● EXERCISE REQUIREMENTS
Pick out every line below that contains the word "white" and copy each one in full.

● DATASET CONTENT

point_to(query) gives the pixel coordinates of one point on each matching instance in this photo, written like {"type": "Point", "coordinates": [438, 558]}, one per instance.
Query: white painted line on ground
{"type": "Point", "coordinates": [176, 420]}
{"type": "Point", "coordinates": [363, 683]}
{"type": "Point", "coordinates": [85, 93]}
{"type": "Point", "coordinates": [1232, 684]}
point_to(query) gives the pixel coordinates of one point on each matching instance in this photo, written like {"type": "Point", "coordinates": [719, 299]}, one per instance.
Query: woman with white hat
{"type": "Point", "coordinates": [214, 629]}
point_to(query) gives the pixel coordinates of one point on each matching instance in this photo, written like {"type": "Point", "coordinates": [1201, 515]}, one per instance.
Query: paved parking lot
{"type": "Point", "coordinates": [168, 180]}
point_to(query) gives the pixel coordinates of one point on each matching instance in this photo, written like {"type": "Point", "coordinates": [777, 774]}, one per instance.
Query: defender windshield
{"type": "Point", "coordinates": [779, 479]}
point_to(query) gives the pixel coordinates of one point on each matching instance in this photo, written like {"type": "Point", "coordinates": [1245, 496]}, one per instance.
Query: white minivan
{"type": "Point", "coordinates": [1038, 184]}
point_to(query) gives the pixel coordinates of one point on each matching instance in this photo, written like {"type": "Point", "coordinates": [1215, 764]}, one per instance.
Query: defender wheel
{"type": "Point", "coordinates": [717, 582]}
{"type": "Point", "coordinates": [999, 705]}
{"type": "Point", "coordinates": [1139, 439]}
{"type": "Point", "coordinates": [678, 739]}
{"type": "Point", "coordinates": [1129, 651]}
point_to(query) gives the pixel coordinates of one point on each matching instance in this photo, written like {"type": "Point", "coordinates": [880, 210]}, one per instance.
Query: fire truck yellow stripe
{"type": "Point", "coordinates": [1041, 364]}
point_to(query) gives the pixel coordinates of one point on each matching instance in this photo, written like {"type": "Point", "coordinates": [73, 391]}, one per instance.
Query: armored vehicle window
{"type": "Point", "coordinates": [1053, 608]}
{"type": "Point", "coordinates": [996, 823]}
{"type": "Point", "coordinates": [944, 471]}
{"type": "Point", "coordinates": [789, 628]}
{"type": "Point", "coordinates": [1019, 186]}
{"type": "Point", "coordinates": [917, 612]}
---
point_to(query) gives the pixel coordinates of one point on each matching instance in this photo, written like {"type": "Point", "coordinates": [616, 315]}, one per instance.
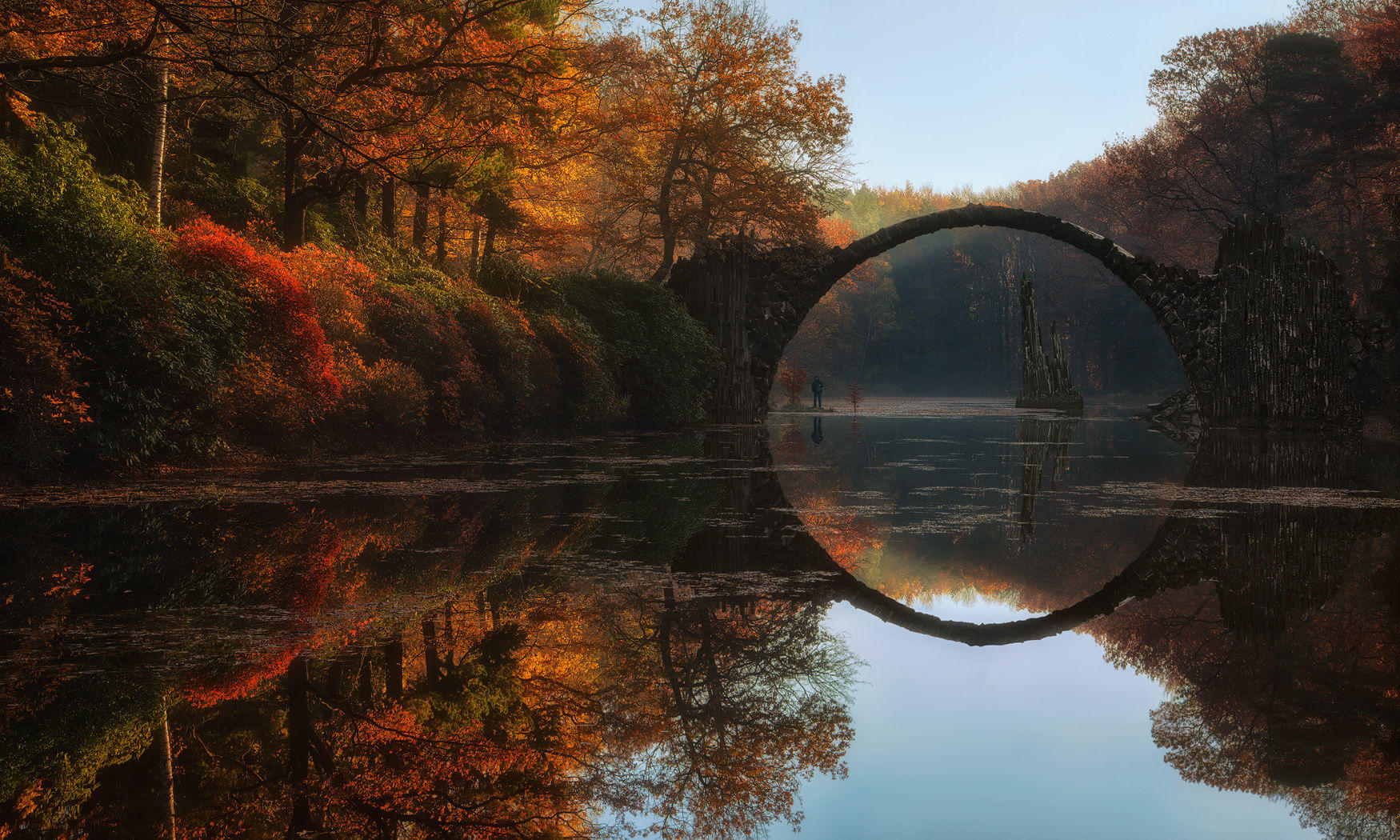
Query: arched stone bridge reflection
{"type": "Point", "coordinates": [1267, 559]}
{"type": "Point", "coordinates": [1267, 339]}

● REPLY
Query: white painted line on ground
Query: woman with white hat
Query: white minivan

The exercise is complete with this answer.